#### Page text
[Start of Attachment]
Most of us have an idea of what the Italian mafia looks like. We imagine gangs of violent criminals who make their fortunes from drug-dealing, prostitution, racketeering and, increasingly, public contracts. Thanks to hundreds of cinematic portrayals, we can’t avoid certain tropes: food-obsessed fatties, trilbies and trench coats, nightclubs and blood.
The reality, however, is far more subtle. Today, the biggest mafia trial in Italy for 35 years begins in Lamezia Terme, on the Calabrian toe of the Italian boot. More than 900 witnesses will give evidence in a cavernous call centre which has been converted into a court to seat nearly 1,000 lawyers, judges, prosecutors and spectators. But what is noticeable is that the majority of the 355 indicted criminals — who will be locked in cages — are not thick-set, unshaven toughs, but suited professionals. Indeed, the mugshots of lawyers, accountants, managing directors, politicians and even a police chief speak of an organisation that is far more white-collar than we might imagine.
At the end of last year, I spent two hours with Nicola Gratteri, the magistrate who has led the “Rinascita Scott” investigation, which involved raking through 24,000 wiretaps and months of surveillance footage. Inside his office fortress in Catanzaro, he repeatedly told me how far removed Italian mafias are from stereotypes. The proceeds of criminality, he said, are far more likely to be invested in international stock-markets than in seedy clubs. It’s a similar message offered by the National Anti-Mafia Prosecutor, Federico Cafiero de Raho, who last October warned that “the mafia’s strategy at present is focused more than ever on loans to, and acquisitions and infiltrations of, companies”.
[End of Attachment]
#### Material supplied
[Start of Attachment]
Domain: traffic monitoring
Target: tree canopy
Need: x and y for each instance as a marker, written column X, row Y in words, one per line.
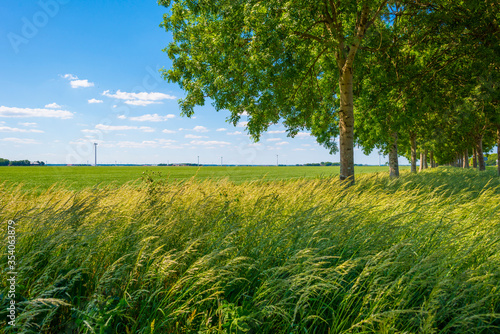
column 401, row 65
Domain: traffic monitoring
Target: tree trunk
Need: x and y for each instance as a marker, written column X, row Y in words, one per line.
column 425, row 159
column 474, row 157
column 413, row 154
column 498, row 150
column 346, row 126
column 479, row 151
column 393, row 157
column 466, row 158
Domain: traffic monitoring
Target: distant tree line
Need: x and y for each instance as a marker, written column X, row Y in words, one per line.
column 7, row 162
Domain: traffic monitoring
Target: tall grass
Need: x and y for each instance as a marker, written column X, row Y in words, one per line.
column 417, row 254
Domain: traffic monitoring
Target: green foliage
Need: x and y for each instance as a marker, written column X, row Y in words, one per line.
column 417, row 254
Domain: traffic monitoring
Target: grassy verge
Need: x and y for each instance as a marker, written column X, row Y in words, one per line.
column 418, row 254
column 78, row 178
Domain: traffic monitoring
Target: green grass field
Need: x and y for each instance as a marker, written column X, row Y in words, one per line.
column 77, row 178
column 419, row 254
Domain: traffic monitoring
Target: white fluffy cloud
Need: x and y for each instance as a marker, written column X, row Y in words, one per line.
column 34, row 112
column 209, row 143
column 152, row 118
column 9, row 129
column 123, row 127
column 139, row 99
column 53, row 106
column 194, row 136
column 81, row 83
column 77, row 83
column 70, row 76
column 20, row 140
column 27, row 124
column 200, row 128
column 303, row 135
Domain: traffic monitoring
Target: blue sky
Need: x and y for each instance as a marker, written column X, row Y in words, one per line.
column 77, row 72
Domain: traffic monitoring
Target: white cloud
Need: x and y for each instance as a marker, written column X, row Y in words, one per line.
column 26, row 123
column 90, row 131
column 139, row 99
column 9, row 129
column 53, row 106
column 141, row 103
column 34, row 112
column 81, row 83
column 70, row 76
column 151, row 118
column 200, row 128
column 123, row 127
column 20, row 140
column 77, row 83
column 302, row 135
column 209, row 142
column 194, row 136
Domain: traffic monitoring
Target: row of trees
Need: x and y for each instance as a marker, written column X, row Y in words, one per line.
column 413, row 78
column 7, row 162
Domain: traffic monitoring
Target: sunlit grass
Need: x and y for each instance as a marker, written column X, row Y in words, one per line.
column 78, row 177
column 415, row 255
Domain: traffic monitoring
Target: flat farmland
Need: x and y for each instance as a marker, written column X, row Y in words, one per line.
column 76, row 178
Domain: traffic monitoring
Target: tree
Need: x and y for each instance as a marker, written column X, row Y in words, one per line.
column 277, row 60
[End of Attachment]
#### Prompt 1
In the text on the Italian mafia, rewrite everything from "Most of us have" down to "nightclubs and blood.", changing "trilbies" to "fedoras".
#### Prompt 2
Please continue the text on the Italian mafia from its last sentence.

#### Response area 1
Most of us have an idea of what the Italian mafia looks like. We imagine gangs of violent criminals who make their fortunes from drug-dealing, prostitution, racketeering and, increasingly, public contracts. Thanks to hundreds of cinematic portrayals, we can’t avoid certain tropes: food-obsessed fatties, fedoras and trench coats, nightclubs and blood.

#### Response area 2
The reason for this is simple: Italy’s mafias — Cosa Nostra in Sicily, the Camorra in Naples and Campania, the Sacra Corona Unita in Puglia and the biggest, the ‘Ndrangheta in Calabria — are now so rich that they make money out of money itself. Figures purporting to show their worth are always controversial — it’s not like they file a statement of accounts — but estimates suggest that the ‘Ndrangheta alone enjoys a turnover of between €36-€55 billion per annum, the equivalent of roughly 3% of the country’s entire GDP. In the space of a century, mob bosses have gone from being agricultural gangmasters to sophisticated investors and fund managers. Rather than stalk the streets, today their sons typically graduate in business studies and, often, in chemistry.
But what has changed organised crime more than anything in the last year is, of course, Covid-19. Today, mafias are in effect multinational empires, and, like every international organisation, have been hit by travel restrictions and lockdowns. Drug-routes have been disrupted, people trafficking channels have narrowed, closed stadia have put paid to ticket-touting and their restaurants – those constant, small earners and useful cash laundromats – have no diners.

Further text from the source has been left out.